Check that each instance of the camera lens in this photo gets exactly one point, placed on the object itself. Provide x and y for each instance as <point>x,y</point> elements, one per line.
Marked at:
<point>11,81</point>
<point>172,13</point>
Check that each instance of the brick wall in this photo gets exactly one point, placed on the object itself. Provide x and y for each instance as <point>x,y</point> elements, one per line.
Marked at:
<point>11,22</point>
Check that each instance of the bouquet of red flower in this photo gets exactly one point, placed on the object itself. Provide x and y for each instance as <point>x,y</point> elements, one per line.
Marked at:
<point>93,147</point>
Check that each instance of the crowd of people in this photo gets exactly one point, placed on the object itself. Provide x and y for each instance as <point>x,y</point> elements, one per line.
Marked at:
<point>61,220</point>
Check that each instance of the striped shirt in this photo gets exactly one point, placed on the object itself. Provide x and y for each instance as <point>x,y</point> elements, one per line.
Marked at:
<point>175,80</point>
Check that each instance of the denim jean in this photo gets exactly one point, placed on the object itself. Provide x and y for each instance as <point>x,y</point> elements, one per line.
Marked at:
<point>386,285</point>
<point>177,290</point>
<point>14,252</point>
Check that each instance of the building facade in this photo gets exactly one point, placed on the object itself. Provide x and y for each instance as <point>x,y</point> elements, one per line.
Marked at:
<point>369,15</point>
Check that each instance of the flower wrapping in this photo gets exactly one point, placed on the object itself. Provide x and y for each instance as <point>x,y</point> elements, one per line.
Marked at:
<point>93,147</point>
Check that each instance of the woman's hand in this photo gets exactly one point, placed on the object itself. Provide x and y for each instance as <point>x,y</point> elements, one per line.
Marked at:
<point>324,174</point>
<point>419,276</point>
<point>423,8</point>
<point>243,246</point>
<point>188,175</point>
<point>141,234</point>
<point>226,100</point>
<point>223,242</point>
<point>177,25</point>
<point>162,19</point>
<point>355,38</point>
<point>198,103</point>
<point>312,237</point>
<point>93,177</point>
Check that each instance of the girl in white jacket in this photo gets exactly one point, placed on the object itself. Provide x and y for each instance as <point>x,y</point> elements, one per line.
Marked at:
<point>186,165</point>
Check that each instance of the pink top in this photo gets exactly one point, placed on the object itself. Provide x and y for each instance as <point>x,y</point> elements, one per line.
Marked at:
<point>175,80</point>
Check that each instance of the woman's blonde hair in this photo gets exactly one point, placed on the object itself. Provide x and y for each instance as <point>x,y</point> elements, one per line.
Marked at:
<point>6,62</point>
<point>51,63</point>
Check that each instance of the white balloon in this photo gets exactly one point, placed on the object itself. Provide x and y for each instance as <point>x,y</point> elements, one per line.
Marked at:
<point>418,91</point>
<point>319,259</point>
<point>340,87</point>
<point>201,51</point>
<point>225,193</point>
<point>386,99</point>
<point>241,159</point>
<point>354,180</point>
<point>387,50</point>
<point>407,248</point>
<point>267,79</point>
============================================================
## Task to complete
Can you output the lines of the listing above, from the line with "Check that each instance of the bouquet" up to and including the line with "<point>61,220</point>", as a JSON list of strings with one string per line and blank lines left out?

## Result
[
  "Check that each instance of the bouquet of red flower in this photo gets exactly one point, placed on the object itself. Provide x and y for each instance as <point>x,y</point> elements, one per line.",
  "Marked at:",
  "<point>93,147</point>",
  "Check that each instance of the crowd of people in this photo gets exactly one point, placed on the object itself. Provide x and y for each instance as <point>x,y</point> elements, one per line.",
  "Marked at:",
  "<point>61,220</point>"
]